**GIVEN INSTRUCTION:**
Present every line of the records below as a numbered list, dropping blank lines and leaving out the pictures.

Contour labeling entries

# # # #

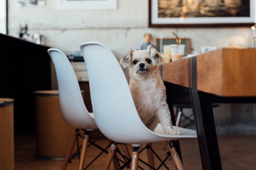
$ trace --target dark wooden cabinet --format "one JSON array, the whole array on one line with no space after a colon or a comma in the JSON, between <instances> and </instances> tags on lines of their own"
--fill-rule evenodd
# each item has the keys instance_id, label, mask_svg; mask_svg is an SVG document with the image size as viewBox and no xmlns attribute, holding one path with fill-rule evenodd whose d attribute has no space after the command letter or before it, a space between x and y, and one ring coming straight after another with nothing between
<instances>
[{"instance_id":1,"label":"dark wooden cabinet","mask_svg":"<svg viewBox=\"0 0 256 170\"><path fill-rule=\"evenodd\" d=\"M0 33L0 97L13 98L15 133L34 133L33 92L51 89L49 47Z\"/></svg>"}]
</instances>

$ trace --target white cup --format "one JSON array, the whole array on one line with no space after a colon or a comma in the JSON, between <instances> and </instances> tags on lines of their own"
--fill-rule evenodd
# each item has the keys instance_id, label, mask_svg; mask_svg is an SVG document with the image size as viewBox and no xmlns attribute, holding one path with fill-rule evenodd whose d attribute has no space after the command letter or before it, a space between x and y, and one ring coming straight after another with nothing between
<instances>
[{"instance_id":1,"label":"white cup","mask_svg":"<svg viewBox=\"0 0 256 170\"><path fill-rule=\"evenodd\" d=\"M170 47L171 48L172 62L180 59L184 56L186 45L181 44L171 44Z\"/></svg>"}]
</instances>

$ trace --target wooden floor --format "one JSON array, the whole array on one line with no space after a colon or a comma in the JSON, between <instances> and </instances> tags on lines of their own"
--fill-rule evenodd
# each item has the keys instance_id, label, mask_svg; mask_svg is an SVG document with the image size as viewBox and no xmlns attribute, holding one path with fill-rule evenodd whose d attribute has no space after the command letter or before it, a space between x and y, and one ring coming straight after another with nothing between
<instances>
[{"instance_id":1,"label":"wooden floor","mask_svg":"<svg viewBox=\"0 0 256 170\"><path fill-rule=\"evenodd\" d=\"M218 135L218 140L223 169L256 169L256 135ZM15 141L15 169L60 169L63 161L45 161L36 158L34 135L16 135ZM101 146L106 146L108 142L105 139L103 139L98 143ZM182 139L180 140L180 143L185 169L202 169L197 139ZM163 150L163 143L154 143L153 145L156 152L162 158L168 151L167 148ZM131 147L129 146L129 148L131 152ZM99 152L94 146L90 146L86 155L85 164L87 164L89 160L91 160ZM146 152L142 153L139 156L140 158L146 160ZM87 169L101 169L106 157L106 154L103 154ZM156 165L156 158L155 160ZM166 165L170 169L175 169L173 162L171 159L167 161ZM78 160L76 159L69 163L67 169L76 169L78 165ZM143 165L142 166L144 167ZM112 165L111 169L113 169ZM161 168L160 169L165 169Z\"/></svg>"}]
</instances>

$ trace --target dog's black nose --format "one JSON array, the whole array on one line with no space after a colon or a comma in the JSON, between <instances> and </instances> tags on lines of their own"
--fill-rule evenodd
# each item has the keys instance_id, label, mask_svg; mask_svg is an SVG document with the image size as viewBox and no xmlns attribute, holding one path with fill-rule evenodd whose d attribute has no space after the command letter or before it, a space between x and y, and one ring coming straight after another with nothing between
<instances>
[{"instance_id":1,"label":"dog's black nose","mask_svg":"<svg viewBox=\"0 0 256 170\"><path fill-rule=\"evenodd\" d=\"M139 64L139 66L140 67L143 67L145 66L145 64L140 63Z\"/></svg>"}]
</instances>

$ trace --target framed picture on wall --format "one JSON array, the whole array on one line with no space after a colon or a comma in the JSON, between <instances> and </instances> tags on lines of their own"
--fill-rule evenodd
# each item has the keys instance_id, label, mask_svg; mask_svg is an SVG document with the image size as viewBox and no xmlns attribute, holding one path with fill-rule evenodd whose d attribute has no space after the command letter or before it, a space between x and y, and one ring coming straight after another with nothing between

# # # #

**COMPLETE ANSWER:**
1. $ trace --target dark wooden cabinet --format "one JSON array, the whole array on one line with no space after a colon or a comma in the JSON, between <instances> and </instances> tags on lines of their own"
2. --fill-rule evenodd
3. # each item has the keys instance_id, label, mask_svg; mask_svg is an SVG document with the image size as viewBox and no xmlns attribute, holding one path with fill-rule evenodd whose d attribute has no space after the command letter or before it, a space between x and y, and one ring coming straight after another with nothing between
4. <instances>
5. [{"instance_id":1,"label":"dark wooden cabinet","mask_svg":"<svg viewBox=\"0 0 256 170\"><path fill-rule=\"evenodd\" d=\"M0 33L0 97L13 98L15 133L34 133L33 92L51 89L49 47Z\"/></svg>"}]
6. </instances>
7. $ trace --target white cup --format "one JSON array, the whole array on one line with no space after a colon or a comma in the JSON, between <instances> and </instances> tags on lines of their own"
8. --fill-rule evenodd
9. # each item has the keys instance_id, label, mask_svg; mask_svg is an SVG document with the image size as viewBox and no xmlns attribute, holding one path with fill-rule evenodd whose d attribute has no space after the command letter or before it, a space between x and y, and one ring coming straight after another with nothing between
10. <instances>
11. [{"instance_id":1,"label":"white cup","mask_svg":"<svg viewBox=\"0 0 256 170\"><path fill-rule=\"evenodd\" d=\"M170 47L171 48L172 62L180 59L184 56L186 45L181 44L171 44Z\"/></svg>"}]
12. </instances>
13. $ trace --target wooden floor --format "one JSON array, the whole array on one line with no space after a colon or a comma in the JSON, between <instances> and </instances> tags on lines of their own"
14. --fill-rule evenodd
15. # each item has the keys instance_id, label, mask_svg; mask_svg is an SVG document with the image size as viewBox and no xmlns attribute, holding one path with fill-rule evenodd whose d attribute has no space after the command letter or before it, a space between x and y, and one ring coming straight after another with nothing between
16. <instances>
17. [{"instance_id":1,"label":"wooden floor","mask_svg":"<svg viewBox=\"0 0 256 170\"><path fill-rule=\"evenodd\" d=\"M218 135L218 140L223 169L256 169L256 135ZM15 141L15 169L60 169L63 161L45 161L36 158L34 135L16 135ZM101 146L106 146L108 142L105 139L103 139L98 143ZM182 139L180 140L180 143L185 169L202 169L197 139ZM163 150L163 143L154 143L153 145L156 152L162 158L168 151L167 148ZM131 147L129 146L129 148L131 152ZM99 152L94 146L90 146L86 155L85 164L87 164L89 160L91 160ZM146 152L142 153L139 156L140 158L146 160ZM87 169L101 169L106 157L106 154L103 154ZM156 165L156 158L155 160ZM166 165L170 169L175 169L173 162L171 159L167 161ZM78 160L76 159L69 163L67 169L76 169L78 165ZM143 165L142 166L144 167ZM112 165L111 169L113 169ZM161 168L160 169L165 169Z\"/></svg>"}]
18. </instances>
19. $ trace --target dog's black nose --format "one JSON array, the whole array on one line with no space after a colon or a comma in the JSON, between <instances> and </instances> tags on lines of their own"
20. --fill-rule evenodd
21. # each item has the keys instance_id, label, mask_svg; mask_svg is an SVG document with the image size as viewBox and no xmlns attribute, holding one path with fill-rule evenodd whose d attribute has no space after the command letter or before it, a space between x and y, and one ring coming straight after another with nothing between
22. <instances>
23. [{"instance_id":1,"label":"dog's black nose","mask_svg":"<svg viewBox=\"0 0 256 170\"><path fill-rule=\"evenodd\" d=\"M139 64L139 66L140 67L143 67L145 66L145 64L140 63Z\"/></svg>"}]
24. </instances>
25. $ trace --target framed picture on wall --format "one JSON array, the whole array on one line with no space after a colon or a comma in the JSON, between <instances> and </instances> tags on lines of their own"
26. --fill-rule evenodd
27. # each item has the keys instance_id, label, mask_svg; mask_svg is an SVG document with the image size as viewBox and no xmlns attribute, holding one path with fill-rule evenodd whose d attribute has no space after the command letter or before it, a space between x and y, and one ring coming straight after another with nothing between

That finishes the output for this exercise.